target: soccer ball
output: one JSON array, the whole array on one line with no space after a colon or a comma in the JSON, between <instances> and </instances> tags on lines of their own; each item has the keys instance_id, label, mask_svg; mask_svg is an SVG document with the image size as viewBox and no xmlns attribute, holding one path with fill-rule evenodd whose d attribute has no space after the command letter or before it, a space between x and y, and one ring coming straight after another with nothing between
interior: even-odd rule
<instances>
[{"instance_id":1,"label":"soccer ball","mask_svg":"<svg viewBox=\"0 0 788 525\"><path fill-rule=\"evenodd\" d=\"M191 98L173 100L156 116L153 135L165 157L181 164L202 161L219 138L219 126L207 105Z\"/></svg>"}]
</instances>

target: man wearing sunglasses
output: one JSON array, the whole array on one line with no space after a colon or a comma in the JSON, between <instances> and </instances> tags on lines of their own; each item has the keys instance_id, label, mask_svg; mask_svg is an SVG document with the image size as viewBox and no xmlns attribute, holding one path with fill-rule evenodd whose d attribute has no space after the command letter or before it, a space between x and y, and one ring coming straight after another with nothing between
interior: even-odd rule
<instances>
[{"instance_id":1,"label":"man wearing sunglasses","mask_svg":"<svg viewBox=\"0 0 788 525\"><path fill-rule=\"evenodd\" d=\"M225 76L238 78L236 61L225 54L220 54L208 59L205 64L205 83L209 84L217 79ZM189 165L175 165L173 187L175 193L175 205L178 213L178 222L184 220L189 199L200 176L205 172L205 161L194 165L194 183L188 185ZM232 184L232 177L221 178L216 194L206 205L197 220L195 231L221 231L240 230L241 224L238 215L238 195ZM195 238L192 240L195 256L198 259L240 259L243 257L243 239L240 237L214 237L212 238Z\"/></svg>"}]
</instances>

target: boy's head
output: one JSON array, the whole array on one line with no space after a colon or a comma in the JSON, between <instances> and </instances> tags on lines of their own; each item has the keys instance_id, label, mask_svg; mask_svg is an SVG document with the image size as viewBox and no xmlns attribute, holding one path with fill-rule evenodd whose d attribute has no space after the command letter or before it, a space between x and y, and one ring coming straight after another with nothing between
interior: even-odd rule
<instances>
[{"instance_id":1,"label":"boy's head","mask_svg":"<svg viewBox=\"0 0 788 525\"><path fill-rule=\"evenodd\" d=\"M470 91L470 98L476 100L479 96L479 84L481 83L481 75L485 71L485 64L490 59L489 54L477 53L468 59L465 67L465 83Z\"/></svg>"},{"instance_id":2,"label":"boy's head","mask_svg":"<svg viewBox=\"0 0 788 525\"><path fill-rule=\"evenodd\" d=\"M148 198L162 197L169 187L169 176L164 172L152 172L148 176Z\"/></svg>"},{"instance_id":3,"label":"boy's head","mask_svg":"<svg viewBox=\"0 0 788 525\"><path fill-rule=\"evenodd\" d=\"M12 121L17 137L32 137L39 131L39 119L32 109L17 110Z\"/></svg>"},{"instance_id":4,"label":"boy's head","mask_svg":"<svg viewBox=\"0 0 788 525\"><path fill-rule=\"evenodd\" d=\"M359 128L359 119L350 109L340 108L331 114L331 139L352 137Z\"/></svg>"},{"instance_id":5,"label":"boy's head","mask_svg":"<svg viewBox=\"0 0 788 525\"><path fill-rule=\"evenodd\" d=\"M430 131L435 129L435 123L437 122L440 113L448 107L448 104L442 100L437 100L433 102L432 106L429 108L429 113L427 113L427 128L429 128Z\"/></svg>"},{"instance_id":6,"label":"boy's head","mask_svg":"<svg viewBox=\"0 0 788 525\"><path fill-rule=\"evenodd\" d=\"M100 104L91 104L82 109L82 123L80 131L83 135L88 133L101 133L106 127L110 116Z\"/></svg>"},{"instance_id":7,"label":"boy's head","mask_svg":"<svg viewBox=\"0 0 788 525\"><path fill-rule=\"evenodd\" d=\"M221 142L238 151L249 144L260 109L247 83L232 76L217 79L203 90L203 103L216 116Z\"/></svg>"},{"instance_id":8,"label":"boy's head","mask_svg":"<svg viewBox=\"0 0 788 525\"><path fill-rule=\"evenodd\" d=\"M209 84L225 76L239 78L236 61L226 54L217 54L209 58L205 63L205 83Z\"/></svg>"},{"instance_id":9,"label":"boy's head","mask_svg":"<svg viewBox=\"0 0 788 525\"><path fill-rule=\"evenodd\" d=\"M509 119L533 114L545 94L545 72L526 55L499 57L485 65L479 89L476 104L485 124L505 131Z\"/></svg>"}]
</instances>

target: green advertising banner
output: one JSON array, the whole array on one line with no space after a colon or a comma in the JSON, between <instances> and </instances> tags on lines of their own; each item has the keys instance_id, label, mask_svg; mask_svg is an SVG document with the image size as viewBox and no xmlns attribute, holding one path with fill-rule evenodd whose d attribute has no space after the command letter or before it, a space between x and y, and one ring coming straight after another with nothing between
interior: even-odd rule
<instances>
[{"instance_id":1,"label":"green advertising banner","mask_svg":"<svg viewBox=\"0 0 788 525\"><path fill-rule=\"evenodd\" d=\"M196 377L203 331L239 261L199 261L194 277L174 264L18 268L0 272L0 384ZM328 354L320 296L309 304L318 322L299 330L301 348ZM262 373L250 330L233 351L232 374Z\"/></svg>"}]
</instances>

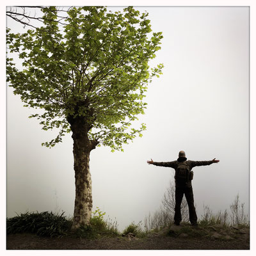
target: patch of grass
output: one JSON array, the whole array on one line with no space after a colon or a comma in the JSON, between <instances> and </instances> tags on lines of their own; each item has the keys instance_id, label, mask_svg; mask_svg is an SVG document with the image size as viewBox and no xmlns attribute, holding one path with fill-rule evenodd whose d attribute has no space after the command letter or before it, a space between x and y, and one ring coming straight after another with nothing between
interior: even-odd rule
<instances>
[{"instance_id":1,"label":"patch of grass","mask_svg":"<svg viewBox=\"0 0 256 256\"><path fill-rule=\"evenodd\" d=\"M130 225L127 226L124 230L123 231L124 235L127 235L129 233L132 233L136 237L144 237L146 236L145 232L142 230L141 227L141 222L139 222L138 224L135 224L134 222L132 222Z\"/></svg>"},{"instance_id":2,"label":"patch of grass","mask_svg":"<svg viewBox=\"0 0 256 256\"><path fill-rule=\"evenodd\" d=\"M26 212L6 219L7 234L34 233L40 236L61 237L70 230L72 221L52 212Z\"/></svg>"},{"instance_id":3,"label":"patch of grass","mask_svg":"<svg viewBox=\"0 0 256 256\"><path fill-rule=\"evenodd\" d=\"M117 228L117 222L104 220L106 212L99 207L92 213L90 225L81 227L75 232L75 235L81 238L95 239L100 236L120 236Z\"/></svg>"}]
</instances>

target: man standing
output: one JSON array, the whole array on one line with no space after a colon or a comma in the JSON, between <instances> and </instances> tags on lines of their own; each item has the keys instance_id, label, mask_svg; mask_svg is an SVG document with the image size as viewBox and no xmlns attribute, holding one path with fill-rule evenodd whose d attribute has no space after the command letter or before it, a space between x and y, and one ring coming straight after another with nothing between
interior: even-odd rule
<instances>
[{"instance_id":1,"label":"man standing","mask_svg":"<svg viewBox=\"0 0 256 256\"><path fill-rule=\"evenodd\" d=\"M212 161L190 161L186 157L184 151L180 151L179 158L177 161L172 162L154 162L152 159L148 161L148 164L154 164L157 166L171 167L175 170L175 207L174 214L174 224L179 225L181 221L180 205L182 201L183 195L185 194L188 202L189 221L193 226L197 225L197 216L194 205L194 196L193 194L191 180L193 172L191 169L195 166L209 165L214 163L219 163L220 160Z\"/></svg>"}]
</instances>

------------------------

◆ The problem: Copy the rows from the line with "target: man standing" through the end of the rows, changing "even-odd rule" to "nonzero rule" and keeping everything else the same.

◆ The response:
target: man standing
output: one JSON array, the whole array on one line with no space after a colon or a comma in the JSON, between <instances> and </instances> tags on lines of their own; each item has the keys instance_id, label, mask_svg; mask_svg is an SVG document with the image size as viewBox and no xmlns attribute, holding one path with fill-rule evenodd whose d attribute has no space after the command letter or before it, a space between x and y, and one ring coming straight after another with nothing between
interior: nonzero rule
<instances>
[{"instance_id":1,"label":"man standing","mask_svg":"<svg viewBox=\"0 0 256 256\"><path fill-rule=\"evenodd\" d=\"M212 161L190 161L186 157L184 151L180 151L179 158L177 161L172 162L154 162L152 159L148 161L148 164L154 164L157 166L171 167L175 170L175 207L174 214L174 224L179 225L181 221L180 205L182 201L183 195L185 194L188 202L189 221L193 226L197 225L197 216L194 205L194 196L193 194L191 180L193 172L191 169L195 166L209 165L214 163L219 163L220 160Z\"/></svg>"}]
</instances>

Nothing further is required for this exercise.